*What you should do:*
Copy every entry word for word. Skip the pictures.

Items listed in a dataset
::::::::

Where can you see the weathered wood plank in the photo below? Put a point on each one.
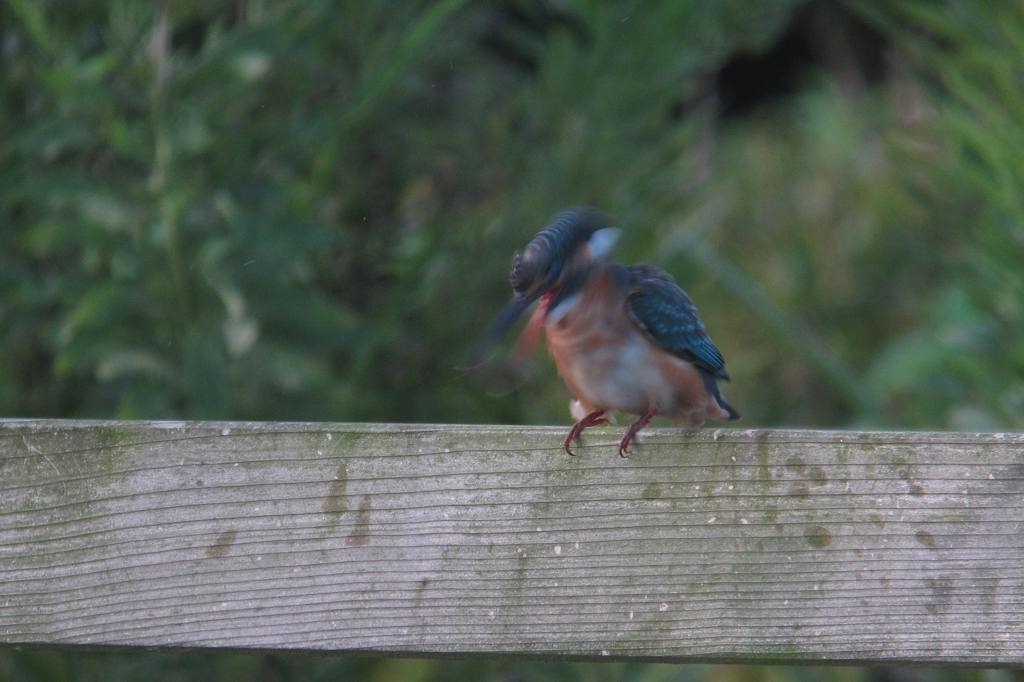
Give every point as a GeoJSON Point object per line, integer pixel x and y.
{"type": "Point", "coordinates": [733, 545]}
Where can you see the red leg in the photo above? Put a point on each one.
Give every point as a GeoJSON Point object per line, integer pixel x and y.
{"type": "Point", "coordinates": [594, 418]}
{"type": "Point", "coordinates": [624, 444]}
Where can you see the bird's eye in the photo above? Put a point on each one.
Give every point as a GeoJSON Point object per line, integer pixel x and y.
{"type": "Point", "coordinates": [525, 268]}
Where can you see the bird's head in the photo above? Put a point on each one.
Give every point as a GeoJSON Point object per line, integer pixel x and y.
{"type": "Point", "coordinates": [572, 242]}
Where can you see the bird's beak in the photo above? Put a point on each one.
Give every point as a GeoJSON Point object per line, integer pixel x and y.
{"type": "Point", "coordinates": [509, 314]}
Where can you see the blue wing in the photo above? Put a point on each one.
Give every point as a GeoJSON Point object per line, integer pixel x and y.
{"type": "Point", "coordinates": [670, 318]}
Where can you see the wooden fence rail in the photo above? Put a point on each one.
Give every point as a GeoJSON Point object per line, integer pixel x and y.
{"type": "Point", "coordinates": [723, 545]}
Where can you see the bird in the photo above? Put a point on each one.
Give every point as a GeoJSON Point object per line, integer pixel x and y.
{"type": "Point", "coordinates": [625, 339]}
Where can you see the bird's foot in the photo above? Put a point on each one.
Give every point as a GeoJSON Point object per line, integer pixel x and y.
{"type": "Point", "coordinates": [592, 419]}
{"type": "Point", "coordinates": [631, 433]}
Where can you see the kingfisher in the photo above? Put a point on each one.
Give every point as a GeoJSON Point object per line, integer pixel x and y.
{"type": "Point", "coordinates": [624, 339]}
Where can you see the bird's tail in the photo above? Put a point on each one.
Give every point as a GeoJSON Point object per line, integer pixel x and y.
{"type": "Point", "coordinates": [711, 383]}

::::::::

*Reply:*
Where can you see the weathered wood plank in the photo below? Put a point on each one.
Give every point as a GeoJSON Point object per line, integer pixel x and y.
{"type": "Point", "coordinates": [733, 545]}
Where can you see the red leg in the photo above? Put a point on each one.
Give every point as a GeoJSON Point object per line, integer pixel x and y.
{"type": "Point", "coordinates": [594, 418]}
{"type": "Point", "coordinates": [624, 444]}
Where can you see the bird's eye in the photo above? Put a point on each one.
Give every point as a GeoJSON Point object per line, integer pixel x and y.
{"type": "Point", "coordinates": [525, 268]}
Where can you see the bird's head in the photo above? Put a point on each one.
Give every point as a GeoJSON Point object per line, integer pixel x and y.
{"type": "Point", "coordinates": [572, 242]}
Where can you see the bird's beak in the photo above? Put a point on each one.
Give every point as a GeoJSON Point object per line, integer pixel x and y.
{"type": "Point", "coordinates": [509, 314]}
Where can you see the blue wing in the photo above? Put a point on each one.
Give every point as a GeoJSON Point object per line, integer pixel x and y.
{"type": "Point", "coordinates": [670, 318]}
Where can you see the wooden fence rail in the photo above? Put a point on each one.
Give every point as a GeoJSON Point object per line, integer pixel x and y.
{"type": "Point", "coordinates": [723, 545]}
Where can you see the bird in the photo above? Put a point on each one.
Give every point as a GeoJSON Point object per line, integer pixel x and y.
{"type": "Point", "coordinates": [625, 339]}
Where can you see the bird's foot in the photo above? Put a point on each one.
Give every point as a GeoJSON Point object per line, integer pixel x and y.
{"type": "Point", "coordinates": [592, 419]}
{"type": "Point", "coordinates": [631, 433]}
Where can you see the kingfisher in the photo above? Put a point on each one.
Give every point as a GeoJSON Point object per line, integer pixel x and y.
{"type": "Point", "coordinates": [624, 339]}
Where can you see the bird's tail in the photo above? Put a point on each one.
Give every point as a GeoJSON Point object per line, integer pixel x and y.
{"type": "Point", "coordinates": [711, 383]}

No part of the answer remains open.